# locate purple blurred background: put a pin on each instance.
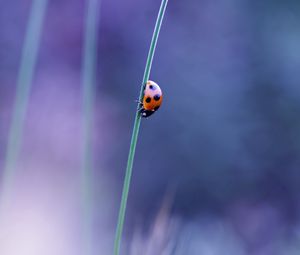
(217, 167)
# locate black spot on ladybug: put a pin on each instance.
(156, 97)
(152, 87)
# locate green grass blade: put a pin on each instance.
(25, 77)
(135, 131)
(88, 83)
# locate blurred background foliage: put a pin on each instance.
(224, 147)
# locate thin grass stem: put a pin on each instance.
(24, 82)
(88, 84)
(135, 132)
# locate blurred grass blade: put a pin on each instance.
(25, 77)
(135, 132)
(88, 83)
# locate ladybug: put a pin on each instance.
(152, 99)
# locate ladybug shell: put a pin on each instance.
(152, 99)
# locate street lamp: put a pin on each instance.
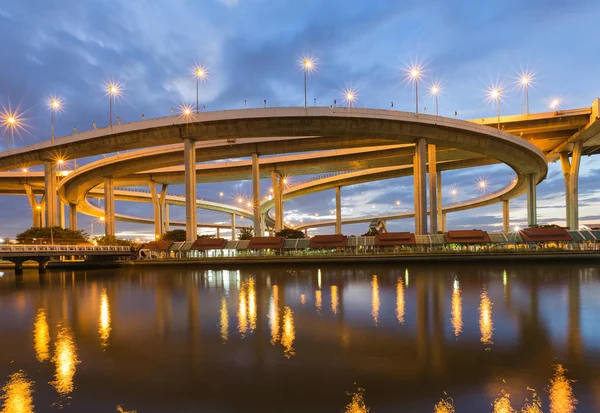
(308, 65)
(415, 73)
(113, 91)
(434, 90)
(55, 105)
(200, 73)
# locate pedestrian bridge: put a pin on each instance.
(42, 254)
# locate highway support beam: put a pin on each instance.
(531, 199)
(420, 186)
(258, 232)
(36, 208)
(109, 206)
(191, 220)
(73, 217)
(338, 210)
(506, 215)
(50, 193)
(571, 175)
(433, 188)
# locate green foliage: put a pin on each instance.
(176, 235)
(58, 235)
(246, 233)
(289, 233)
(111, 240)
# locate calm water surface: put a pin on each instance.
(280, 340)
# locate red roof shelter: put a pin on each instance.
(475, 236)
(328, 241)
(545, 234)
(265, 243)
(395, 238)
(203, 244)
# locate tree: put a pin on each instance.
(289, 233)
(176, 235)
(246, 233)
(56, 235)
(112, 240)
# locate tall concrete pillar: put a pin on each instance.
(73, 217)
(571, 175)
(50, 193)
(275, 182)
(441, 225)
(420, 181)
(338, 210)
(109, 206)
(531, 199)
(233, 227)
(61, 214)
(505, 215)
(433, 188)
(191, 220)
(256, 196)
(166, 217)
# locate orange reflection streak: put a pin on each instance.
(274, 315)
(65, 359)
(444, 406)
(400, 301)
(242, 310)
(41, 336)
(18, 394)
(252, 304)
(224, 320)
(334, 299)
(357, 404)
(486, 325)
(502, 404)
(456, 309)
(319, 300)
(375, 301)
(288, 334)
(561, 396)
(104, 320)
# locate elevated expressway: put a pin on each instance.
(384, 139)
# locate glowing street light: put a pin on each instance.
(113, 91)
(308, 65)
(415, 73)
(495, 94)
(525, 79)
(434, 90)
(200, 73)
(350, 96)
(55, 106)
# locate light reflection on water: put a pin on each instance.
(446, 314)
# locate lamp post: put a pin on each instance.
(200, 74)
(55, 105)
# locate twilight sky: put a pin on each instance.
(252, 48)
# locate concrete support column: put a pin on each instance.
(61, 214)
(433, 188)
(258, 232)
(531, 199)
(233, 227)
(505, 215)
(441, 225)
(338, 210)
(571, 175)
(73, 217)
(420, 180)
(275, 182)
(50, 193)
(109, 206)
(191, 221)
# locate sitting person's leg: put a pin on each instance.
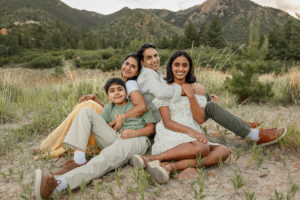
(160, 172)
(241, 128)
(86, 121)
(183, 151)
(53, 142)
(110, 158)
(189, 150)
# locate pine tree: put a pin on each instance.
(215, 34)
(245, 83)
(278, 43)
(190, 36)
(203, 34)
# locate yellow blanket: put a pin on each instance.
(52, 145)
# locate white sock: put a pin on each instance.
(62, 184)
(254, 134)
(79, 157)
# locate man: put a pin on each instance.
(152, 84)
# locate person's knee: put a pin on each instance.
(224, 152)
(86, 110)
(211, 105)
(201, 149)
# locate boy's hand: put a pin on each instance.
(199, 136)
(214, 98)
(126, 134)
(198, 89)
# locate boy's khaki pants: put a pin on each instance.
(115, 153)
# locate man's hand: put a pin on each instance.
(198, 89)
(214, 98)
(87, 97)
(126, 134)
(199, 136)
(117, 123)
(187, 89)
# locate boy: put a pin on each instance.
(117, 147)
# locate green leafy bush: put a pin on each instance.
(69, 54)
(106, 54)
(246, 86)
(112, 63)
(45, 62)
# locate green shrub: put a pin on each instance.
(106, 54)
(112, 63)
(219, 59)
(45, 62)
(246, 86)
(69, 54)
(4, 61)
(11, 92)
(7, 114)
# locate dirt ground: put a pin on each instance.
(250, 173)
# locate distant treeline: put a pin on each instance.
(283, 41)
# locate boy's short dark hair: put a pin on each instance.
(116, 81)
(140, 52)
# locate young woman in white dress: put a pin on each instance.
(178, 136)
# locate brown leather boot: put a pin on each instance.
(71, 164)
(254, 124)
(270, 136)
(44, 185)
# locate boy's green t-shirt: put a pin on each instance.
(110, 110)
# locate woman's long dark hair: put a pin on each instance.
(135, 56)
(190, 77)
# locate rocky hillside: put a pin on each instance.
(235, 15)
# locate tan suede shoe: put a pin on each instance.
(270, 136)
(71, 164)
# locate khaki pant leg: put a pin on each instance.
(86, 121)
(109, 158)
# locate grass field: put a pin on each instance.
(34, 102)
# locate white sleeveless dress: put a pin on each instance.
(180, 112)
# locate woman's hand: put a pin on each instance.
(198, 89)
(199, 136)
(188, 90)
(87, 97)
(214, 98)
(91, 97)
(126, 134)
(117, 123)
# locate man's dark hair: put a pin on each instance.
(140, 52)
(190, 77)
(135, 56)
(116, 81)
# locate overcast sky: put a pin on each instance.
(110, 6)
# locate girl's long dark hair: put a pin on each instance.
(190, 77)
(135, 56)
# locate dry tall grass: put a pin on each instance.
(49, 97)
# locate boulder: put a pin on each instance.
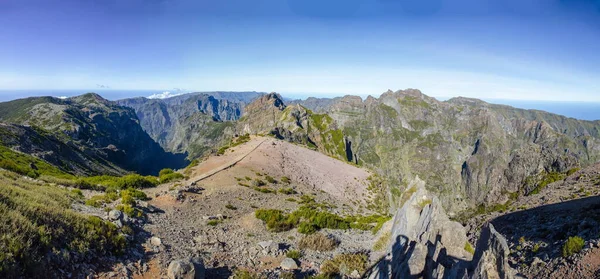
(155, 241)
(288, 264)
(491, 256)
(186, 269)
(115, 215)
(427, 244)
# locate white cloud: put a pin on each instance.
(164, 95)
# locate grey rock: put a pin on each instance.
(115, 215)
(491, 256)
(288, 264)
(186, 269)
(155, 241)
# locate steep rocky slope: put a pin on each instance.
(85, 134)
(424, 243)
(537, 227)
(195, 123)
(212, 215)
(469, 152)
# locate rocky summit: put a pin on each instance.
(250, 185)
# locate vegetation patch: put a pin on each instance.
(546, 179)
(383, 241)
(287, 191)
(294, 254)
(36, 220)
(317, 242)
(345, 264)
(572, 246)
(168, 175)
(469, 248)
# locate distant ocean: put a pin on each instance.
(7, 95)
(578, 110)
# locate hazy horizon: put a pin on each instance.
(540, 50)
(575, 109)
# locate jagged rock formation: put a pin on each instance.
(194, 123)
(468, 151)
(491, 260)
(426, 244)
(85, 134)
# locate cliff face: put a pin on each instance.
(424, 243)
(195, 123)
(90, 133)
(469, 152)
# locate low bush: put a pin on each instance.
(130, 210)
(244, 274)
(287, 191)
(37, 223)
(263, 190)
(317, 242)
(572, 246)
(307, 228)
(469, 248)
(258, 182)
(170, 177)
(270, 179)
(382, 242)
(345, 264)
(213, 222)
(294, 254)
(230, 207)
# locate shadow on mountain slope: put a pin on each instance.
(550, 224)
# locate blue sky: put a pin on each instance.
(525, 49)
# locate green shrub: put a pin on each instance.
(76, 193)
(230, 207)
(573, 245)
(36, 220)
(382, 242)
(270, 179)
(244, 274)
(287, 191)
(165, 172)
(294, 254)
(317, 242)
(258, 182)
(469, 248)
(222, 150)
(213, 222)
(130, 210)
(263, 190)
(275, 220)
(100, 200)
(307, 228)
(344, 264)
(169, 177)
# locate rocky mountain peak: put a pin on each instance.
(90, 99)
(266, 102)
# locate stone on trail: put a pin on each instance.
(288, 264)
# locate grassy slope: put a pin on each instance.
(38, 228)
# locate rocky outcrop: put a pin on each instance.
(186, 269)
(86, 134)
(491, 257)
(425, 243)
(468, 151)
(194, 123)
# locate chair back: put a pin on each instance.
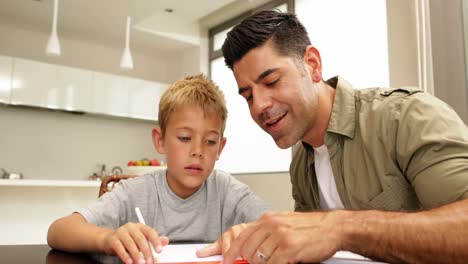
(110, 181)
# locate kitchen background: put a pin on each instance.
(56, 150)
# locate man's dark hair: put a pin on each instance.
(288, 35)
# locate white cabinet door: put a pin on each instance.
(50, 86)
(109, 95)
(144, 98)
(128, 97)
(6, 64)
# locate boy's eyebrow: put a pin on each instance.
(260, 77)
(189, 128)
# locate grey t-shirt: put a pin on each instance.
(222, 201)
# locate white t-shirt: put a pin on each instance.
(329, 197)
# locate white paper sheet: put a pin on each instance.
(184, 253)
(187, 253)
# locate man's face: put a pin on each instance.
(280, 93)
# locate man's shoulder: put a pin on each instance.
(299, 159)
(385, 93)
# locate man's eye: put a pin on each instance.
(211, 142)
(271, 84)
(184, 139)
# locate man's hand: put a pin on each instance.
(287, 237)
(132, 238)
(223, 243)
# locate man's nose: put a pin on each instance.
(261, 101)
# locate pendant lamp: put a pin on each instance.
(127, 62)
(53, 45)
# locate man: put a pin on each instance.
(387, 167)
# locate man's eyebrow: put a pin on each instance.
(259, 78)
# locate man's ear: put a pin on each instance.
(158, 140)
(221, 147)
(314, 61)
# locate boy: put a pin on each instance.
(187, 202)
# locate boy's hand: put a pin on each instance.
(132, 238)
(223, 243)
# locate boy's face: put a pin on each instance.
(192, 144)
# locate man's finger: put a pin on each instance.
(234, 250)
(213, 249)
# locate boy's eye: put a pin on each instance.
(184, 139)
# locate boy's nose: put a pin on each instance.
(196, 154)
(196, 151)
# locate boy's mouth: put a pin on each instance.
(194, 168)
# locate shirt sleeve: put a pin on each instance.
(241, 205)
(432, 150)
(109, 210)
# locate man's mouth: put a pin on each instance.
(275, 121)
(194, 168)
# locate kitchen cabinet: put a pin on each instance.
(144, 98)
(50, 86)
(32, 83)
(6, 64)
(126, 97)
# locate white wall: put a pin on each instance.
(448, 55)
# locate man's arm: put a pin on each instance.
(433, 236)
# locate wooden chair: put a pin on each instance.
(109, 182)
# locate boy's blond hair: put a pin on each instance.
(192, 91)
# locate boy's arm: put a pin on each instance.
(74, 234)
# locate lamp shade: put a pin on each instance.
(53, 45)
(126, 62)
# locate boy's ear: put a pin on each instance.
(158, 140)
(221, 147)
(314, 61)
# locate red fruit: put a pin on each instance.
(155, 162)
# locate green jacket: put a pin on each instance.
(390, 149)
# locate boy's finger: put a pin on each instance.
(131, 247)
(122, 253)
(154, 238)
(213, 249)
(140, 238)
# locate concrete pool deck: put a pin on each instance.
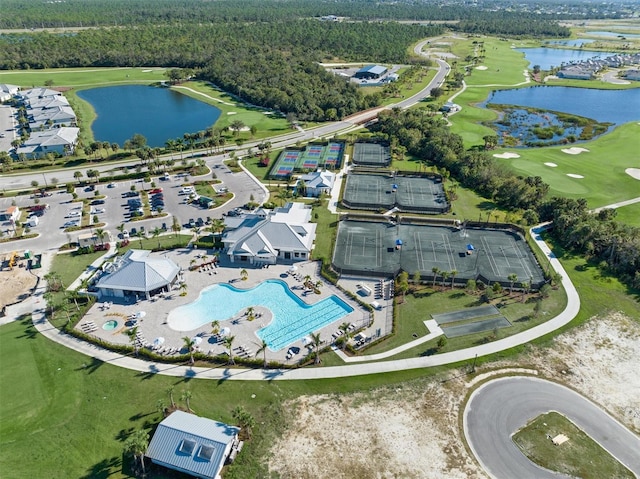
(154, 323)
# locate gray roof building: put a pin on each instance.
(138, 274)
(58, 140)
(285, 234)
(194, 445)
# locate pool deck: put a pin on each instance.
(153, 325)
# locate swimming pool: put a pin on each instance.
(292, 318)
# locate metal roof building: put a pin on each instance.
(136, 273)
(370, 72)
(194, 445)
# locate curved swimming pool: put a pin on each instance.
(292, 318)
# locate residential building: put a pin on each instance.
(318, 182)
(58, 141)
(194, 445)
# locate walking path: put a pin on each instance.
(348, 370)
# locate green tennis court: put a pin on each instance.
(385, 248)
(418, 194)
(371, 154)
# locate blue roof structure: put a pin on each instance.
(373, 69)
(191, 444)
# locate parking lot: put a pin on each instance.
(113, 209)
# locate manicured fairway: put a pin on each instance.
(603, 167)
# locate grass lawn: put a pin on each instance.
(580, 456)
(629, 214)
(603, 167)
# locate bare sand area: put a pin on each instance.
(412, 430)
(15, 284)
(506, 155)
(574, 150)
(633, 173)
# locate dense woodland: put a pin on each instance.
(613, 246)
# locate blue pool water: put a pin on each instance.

### Your instructions
Nothing but an exact copy is needed, covering the lines from the line with "# locate boy's arm: put" through the last line of the entries, pictures excluded.

### Expected output
# locate boy's arm: put a pin on each instance.
(74, 234)
# locate lamp shade: put a pin on each instance.
(53, 45)
(126, 62)
# locate boy's ear: put a pin on each instance.
(158, 140)
(221, 147)
(314, 61)
# locate red fruit: put a pin on each instance.
(155, 162)
# locate green jacket: put a pin on each instance.
(390, 149)
# locate boy's finger: put a pin on each instance.
(131, 247)
(122, 253)
(154, 238)
(213, 249)
(140, 238)
# locate concrete pool deck: put a pin on each instance.
(154, 323)
# locate gray roof building: put a pin on each instance.
(138, 274)
(58, 140)
(285, 234)
(194, 445)
# locate pool deck: put a pin on each instance.
(153, 325)
# locate swimming pool: put a pin on each instance.
(292, 318)
# locate metal roof building: put a pin on each instance.
(136, 273)
(370, 72)
(194, 445)
# locate curved swimming pool: put a pin on each instance.
(292, 318)
# locate residential building: put a pin on each instance.
(318, 182)
(58, 141)
(194, 445)
# locate walking path: put a pin on each instance.
(348, 370)
# locate green tennis court: put a pin on each instance.
(385, 248)
(418, 194)
(371, 154)
# locate blue roof structure: put a pin on each instance.
(373, 69)
(191, 444)
# locate parking lot: put a pin on each instance.
(113, 209)
# locate manicured fairway: put a pin on each instance.
(603, 167)
# locate grass lawn: put a pin on each instance.
(580, 456)
(629, 214)
(603, 167)
# locate bare sand area: put a pin on each instance.
(412, 430)
(15, 284)
(506, 155)
(574, 150)
(633, 173)
# locate dense woodland: put a pin on each instance.
(613, 246)
# locate blue pool water: put a pin on each instance.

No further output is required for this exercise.